[start of Source excerpt]

We can now reconstruct the potential for the finite dock from the two previous symmetric and anti-symmetric solution as explained in Symmetry in Two Dimensions. The amplitude in the left open-water region is simply obtained by the superposition principle

a_{m} = \frac{1}{2}\left(a_{m}^{s}+a_{m}^{a}\right)

and in the right open water region is just

a_{m} = \frac{1}{2}\left(a_{m}^{s} - a_{m}^{a}\right)

Therefore the scattered potential (without the incident wave, which will be added later) can be expanded as

\phi(x,z)= e^{-k_{0}x}\phi_{0} + \sum_{m=0}^{\infty}\frac{1}{2}\left(a_{m}^{s} + a_{m}^{a}\right) e^{k_{m}x}\phi_{m}(z), \;\;x<0

and

\phi(x,z)=\sum_{m=0}^{\infty}\frac{1}{2}\left(a_{m}^{s} - a_{m}^{a}\right) e^{-k_{m}x}\phi_{m}(z), \;\;x>0

Solution with Waves Incident at an Angle

We can consider the problem when the waves are incident at an angle \theta.

[end of Source excerpt]
[start of Provided material]

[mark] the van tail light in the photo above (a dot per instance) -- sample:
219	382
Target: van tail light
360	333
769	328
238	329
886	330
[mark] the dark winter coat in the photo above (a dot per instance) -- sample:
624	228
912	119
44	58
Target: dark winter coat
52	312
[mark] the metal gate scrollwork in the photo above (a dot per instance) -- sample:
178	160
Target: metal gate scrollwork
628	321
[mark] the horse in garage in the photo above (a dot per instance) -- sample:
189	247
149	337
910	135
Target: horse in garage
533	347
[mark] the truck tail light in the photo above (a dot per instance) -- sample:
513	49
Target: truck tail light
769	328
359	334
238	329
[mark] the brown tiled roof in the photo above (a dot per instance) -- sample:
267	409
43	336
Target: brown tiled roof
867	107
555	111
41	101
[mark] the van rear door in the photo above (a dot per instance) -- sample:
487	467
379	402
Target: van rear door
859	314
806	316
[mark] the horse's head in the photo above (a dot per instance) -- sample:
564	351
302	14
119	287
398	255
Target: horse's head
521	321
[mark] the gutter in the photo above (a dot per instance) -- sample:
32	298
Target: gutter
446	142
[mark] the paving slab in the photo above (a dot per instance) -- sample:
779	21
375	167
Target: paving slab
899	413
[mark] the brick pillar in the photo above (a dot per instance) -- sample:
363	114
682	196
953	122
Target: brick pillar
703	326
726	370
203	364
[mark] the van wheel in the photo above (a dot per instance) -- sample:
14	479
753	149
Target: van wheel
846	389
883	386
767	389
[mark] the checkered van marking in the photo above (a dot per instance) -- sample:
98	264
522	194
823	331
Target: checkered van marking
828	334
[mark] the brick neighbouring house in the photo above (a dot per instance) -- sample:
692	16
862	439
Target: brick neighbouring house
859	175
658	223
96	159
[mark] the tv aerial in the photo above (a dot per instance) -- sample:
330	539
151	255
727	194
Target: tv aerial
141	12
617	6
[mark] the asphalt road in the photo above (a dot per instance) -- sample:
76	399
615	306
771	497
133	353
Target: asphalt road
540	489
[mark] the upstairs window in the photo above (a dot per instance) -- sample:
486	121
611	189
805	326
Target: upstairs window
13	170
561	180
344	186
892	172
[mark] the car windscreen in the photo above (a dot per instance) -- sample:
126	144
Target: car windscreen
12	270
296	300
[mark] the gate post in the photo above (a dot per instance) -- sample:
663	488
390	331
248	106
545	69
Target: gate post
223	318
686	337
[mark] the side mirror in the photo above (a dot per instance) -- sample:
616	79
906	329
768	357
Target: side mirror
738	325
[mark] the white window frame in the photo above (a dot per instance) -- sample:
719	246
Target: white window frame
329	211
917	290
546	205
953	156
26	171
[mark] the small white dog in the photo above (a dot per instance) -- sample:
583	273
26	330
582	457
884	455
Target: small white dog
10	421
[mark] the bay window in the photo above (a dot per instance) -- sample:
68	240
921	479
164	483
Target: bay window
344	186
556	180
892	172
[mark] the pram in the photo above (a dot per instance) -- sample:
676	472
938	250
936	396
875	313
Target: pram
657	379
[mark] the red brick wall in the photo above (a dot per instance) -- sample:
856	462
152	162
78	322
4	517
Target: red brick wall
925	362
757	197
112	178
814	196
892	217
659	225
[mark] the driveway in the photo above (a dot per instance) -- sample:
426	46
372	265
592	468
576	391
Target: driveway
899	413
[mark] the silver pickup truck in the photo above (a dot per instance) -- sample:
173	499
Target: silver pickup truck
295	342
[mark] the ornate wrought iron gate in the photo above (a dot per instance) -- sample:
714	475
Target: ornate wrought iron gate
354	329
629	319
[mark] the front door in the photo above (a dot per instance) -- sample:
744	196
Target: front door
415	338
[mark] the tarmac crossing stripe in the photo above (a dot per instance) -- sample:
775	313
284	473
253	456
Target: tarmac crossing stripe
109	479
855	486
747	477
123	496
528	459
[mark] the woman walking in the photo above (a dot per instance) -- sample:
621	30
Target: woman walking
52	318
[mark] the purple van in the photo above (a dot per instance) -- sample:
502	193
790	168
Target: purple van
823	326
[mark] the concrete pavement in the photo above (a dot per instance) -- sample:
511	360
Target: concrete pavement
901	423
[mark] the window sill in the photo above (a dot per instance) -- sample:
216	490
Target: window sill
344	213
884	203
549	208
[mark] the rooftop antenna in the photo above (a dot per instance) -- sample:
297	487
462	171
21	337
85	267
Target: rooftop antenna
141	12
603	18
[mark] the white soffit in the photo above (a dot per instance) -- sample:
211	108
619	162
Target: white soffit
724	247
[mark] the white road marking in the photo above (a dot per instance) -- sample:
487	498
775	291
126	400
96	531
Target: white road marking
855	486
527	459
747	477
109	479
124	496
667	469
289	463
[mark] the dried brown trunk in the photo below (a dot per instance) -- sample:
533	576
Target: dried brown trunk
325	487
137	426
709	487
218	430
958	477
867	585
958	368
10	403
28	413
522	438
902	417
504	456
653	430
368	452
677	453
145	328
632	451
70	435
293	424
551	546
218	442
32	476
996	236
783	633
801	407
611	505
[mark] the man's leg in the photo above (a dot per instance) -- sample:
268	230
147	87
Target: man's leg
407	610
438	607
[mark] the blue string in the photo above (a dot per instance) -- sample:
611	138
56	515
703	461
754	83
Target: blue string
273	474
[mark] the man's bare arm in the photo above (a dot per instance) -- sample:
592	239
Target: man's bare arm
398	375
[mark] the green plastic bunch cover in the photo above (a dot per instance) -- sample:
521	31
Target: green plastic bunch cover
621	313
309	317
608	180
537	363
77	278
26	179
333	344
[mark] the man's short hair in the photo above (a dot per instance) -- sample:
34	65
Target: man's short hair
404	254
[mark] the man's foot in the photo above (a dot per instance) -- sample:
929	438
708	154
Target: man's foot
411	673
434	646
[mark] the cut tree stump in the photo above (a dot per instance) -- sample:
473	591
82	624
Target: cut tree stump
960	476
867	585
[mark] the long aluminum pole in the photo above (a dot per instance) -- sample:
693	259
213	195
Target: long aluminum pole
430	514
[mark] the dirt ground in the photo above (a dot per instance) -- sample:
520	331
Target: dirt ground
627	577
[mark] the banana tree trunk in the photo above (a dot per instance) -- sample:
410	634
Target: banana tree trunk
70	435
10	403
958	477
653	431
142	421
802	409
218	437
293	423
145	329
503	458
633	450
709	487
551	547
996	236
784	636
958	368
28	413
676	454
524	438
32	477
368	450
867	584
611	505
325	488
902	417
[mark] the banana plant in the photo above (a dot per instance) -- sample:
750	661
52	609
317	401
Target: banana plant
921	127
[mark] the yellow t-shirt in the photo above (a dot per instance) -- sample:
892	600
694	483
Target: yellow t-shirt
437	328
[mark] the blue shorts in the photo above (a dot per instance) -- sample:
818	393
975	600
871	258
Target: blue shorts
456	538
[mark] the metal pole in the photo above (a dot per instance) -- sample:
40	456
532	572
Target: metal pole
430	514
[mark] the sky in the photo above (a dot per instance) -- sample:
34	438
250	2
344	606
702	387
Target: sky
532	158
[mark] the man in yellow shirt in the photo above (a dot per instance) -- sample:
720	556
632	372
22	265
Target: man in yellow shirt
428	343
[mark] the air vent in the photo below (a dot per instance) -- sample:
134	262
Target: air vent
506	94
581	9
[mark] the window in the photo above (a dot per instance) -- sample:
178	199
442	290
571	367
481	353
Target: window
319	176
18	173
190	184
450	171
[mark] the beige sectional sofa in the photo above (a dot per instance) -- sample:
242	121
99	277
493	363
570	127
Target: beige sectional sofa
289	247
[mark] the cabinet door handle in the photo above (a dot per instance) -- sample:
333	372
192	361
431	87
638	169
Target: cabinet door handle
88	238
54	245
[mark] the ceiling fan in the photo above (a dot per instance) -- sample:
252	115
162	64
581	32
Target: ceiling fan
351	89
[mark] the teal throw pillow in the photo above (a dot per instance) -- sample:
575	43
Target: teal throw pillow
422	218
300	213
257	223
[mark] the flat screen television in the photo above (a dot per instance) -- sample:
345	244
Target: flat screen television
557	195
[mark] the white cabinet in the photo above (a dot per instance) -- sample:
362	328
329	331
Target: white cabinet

[end of Provided material]

* [What you have to do]
From the finite dock excerpt, reproduce word for word the passage from "Therefore the scattered" to "an angle \theta.".

* [Reply to the exercise]
Therefore the scattered potential (without the incident wave, which will be added later) can be expanded as

\phi(x,z)= e^{-k_{0}x}\phi_{0} + \sum_{m=0}^{\infty}\frac{1}{2}\left(a_{m}^{s} + a_{m}^{a}\right) e^{k_{m}x}\phi_{m}(z), \;\;x<0

and

\phi(x,z)=\sum_{m=0}^{\infty}\frac{1}{2}\left(a_{m}^{s} - a_{m}^{a}\right) e^{-k_{m}x}\phi_{m}(z), \;\;x>0

Solution with Waves Incident at an Angle

We can consider the problem when the waves are incident at an angle \theta.